Retype, without alteration, each line from the line containing "Target: dry grass" to the final line of the records.

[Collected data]
•••••
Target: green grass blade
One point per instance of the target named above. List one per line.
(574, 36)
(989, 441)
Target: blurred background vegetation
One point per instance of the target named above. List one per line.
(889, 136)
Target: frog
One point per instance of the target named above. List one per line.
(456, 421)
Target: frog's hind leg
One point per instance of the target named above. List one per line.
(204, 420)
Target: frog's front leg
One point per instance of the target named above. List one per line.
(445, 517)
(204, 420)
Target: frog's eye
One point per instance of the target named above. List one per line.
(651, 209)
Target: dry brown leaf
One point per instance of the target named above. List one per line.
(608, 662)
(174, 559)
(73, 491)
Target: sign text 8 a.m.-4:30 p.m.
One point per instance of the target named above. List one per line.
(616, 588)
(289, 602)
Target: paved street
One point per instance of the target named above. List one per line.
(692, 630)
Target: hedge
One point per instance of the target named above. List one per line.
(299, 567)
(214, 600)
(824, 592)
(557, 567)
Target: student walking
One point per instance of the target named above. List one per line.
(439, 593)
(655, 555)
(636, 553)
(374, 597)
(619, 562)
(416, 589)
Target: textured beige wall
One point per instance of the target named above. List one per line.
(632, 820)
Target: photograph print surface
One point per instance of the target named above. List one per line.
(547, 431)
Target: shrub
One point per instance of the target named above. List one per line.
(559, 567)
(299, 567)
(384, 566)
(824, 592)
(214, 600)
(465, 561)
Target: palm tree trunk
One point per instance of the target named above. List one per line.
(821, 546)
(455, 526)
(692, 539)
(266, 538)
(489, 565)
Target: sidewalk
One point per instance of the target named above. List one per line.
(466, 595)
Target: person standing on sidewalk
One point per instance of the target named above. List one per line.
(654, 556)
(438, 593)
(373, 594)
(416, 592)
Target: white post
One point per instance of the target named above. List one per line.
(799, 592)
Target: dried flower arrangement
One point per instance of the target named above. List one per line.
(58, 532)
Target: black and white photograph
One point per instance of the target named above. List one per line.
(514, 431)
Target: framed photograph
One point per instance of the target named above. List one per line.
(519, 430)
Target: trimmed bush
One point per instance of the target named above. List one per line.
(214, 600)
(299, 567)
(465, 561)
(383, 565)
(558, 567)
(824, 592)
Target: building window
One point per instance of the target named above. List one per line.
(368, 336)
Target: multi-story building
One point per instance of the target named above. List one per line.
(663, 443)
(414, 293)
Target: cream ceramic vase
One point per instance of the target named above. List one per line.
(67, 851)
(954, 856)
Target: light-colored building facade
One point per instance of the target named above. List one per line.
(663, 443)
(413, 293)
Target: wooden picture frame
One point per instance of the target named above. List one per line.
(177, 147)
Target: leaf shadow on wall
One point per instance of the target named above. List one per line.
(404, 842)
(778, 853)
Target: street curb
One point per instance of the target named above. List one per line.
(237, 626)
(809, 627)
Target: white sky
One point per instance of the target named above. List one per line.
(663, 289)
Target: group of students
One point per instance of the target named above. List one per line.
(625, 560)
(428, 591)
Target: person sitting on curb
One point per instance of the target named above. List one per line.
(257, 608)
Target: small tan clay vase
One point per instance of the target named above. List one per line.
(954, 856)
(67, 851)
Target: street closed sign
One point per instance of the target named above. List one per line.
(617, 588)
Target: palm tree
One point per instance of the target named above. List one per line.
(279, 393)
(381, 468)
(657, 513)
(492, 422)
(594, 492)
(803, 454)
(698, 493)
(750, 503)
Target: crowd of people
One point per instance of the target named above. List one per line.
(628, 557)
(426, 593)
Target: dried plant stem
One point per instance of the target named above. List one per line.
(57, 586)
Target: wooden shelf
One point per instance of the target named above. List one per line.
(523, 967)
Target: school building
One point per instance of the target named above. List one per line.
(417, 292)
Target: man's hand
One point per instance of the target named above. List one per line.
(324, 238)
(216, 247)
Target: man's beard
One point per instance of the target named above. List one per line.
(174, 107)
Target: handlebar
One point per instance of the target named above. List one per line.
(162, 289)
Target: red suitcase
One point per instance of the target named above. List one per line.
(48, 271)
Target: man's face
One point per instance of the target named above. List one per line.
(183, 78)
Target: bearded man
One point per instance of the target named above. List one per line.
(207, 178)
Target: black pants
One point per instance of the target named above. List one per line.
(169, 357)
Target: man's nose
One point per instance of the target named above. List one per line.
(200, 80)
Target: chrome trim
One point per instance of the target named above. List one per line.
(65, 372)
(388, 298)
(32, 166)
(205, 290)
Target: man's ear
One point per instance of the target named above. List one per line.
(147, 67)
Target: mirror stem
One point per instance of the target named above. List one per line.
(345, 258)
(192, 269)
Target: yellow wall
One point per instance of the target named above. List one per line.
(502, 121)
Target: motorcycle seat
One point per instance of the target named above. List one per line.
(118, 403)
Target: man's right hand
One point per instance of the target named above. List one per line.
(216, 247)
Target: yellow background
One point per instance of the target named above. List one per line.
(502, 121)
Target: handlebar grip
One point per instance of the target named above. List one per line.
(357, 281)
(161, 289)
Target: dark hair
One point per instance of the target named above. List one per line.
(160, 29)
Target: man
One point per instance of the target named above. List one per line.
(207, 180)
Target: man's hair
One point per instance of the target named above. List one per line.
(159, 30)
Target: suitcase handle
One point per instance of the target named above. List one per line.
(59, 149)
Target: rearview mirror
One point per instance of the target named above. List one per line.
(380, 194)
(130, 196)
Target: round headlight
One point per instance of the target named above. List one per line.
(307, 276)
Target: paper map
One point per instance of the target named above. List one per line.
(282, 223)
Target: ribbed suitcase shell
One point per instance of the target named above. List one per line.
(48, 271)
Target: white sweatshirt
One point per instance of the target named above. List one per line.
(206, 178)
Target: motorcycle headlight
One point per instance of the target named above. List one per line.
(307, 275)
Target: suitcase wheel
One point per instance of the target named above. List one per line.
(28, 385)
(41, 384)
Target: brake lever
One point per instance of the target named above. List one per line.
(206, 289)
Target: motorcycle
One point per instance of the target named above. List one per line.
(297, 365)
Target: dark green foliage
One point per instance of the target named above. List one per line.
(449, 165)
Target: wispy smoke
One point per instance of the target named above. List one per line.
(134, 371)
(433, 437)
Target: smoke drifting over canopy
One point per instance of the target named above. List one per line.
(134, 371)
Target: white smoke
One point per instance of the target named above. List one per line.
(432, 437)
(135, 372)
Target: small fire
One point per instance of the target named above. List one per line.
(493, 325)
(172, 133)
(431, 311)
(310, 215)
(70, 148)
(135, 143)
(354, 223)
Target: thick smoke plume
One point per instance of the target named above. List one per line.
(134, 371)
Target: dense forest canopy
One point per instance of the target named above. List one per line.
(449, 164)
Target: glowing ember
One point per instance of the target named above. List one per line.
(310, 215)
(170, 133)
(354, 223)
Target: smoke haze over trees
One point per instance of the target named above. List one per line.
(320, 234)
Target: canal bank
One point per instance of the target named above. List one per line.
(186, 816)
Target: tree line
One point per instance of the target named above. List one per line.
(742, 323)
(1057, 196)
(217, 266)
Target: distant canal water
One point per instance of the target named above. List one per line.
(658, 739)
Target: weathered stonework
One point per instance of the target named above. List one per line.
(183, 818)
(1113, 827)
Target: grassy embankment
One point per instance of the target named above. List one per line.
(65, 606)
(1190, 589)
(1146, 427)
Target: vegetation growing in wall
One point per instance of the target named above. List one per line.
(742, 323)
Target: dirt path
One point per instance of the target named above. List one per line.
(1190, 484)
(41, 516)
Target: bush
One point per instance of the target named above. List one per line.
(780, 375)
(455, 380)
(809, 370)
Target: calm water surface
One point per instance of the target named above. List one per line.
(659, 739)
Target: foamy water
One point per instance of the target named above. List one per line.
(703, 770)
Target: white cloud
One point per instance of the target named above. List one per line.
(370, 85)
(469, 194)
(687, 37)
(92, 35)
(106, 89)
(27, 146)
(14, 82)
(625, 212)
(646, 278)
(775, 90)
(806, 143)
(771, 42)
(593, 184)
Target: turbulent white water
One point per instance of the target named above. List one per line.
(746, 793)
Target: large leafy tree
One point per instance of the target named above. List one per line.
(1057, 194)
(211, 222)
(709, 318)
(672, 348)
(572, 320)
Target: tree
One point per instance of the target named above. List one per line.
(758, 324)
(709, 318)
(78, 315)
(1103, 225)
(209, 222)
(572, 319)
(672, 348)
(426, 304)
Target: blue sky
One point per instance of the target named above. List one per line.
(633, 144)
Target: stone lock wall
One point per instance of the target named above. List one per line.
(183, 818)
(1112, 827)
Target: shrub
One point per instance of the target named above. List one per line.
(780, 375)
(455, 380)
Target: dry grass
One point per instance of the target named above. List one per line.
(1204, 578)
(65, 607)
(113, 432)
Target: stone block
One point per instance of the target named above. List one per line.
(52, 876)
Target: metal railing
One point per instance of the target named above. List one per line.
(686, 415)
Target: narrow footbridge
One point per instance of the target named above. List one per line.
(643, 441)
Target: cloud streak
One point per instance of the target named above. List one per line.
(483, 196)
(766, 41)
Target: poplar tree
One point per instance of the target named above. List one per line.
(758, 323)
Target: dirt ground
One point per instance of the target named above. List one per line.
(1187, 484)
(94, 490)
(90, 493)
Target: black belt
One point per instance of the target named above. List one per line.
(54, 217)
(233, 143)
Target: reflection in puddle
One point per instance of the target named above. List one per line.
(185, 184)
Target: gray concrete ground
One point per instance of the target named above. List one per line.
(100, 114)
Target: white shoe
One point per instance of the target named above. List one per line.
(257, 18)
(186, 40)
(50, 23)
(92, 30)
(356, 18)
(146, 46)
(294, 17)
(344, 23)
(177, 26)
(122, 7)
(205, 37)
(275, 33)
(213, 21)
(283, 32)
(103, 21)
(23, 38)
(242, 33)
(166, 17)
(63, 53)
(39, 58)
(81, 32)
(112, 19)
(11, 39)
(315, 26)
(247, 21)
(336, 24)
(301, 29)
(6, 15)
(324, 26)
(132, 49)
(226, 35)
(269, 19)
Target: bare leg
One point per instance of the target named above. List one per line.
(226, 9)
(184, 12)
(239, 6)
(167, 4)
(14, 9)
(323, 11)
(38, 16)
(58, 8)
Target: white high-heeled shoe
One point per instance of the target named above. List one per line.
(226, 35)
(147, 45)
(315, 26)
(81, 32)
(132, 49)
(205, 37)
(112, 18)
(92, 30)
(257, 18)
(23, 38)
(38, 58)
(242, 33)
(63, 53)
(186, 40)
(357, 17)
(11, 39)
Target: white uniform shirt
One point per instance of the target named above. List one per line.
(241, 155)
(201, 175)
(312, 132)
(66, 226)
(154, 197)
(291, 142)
•••••
● **RESPONSE**
Target: dry grass
One point per instance of the target named above. List one per line.
(1204, 578)
(65, 607)
(113, 432)
Target: stone block
One point per instance of the target named above. List one per line.
(52, 876)
Target: metal railing
One point per instance of the target named above. List one per line.
(686, 415)
Target: narrow footbridge
One point per instance of the target named above. List one per line.
(643, 441)
Target: cloud streak
One point per instance of the target named above. List one per line.
(483, 196)
(766, 41)
Target: poplar tree
One point per instance of the target named above. List one per line.
(758, 323)
Target: dirt ground
One point per instance of the target named above. List one per line.
(1187, 484)
(94, 490)
(90, 493)
Target: black belt
One point per instance of the target named above. List one per line.
(54, 217)
(233, 143)
Target: reflection in puddle
One point per instance of the target named above. List one per line.
(185, 184)
Target: gray concrete ground
One point per instance of the target named above. List one per line.
(100, 114)
Target: white shoe
One point per instance of the target named above. List one per line.
(257, 18)
(186, 40)
(50, 23)
(92, 30)
(356, 18)
(146, 46)
(294, 17)
(344, 23)
(177, 26)
(122, 7)
(205, 37)
(275, 33)
(213, 21)
(283, 32)
(103, 21)
(23, 38)
(242, 33)
(166, 17)
(63, 53)
(39, 58)
(81, 32)
(112, 19)
(11, 39)
(315, 26)
(247, 21)
(336, 24)
(301, 29)
(6, 15)
(324, 26)
(132, 49)
(226, 35)
(269, 19)
Target: bare leg
One point per instance of the target named above. List one per line.
(226, 9)
(184, 12)
(239, 6)
(167, 4)
(14, 9)
(323, 11)
(38, 16)
(58, 8)
Target: white high-heeled shoe
One point per instance of the target named above. List one per line.
(226, 35)
(147, 45)
(315, 26)
(81, 32)
(132, 49)
(205, 37)
(112, 18)
(92, 30)
(257, 18)
(23, 38)
(38, 58)
(242, 33)
(63, 53)
(186, 40)
(357, 17)
(11, 39)
Target: white uniform shirt
One point per instance of the target named above. List one per line.
(241, 155)
(201, 175)
(312, 132)
(66, 226)
(154, 197)
(291, 142)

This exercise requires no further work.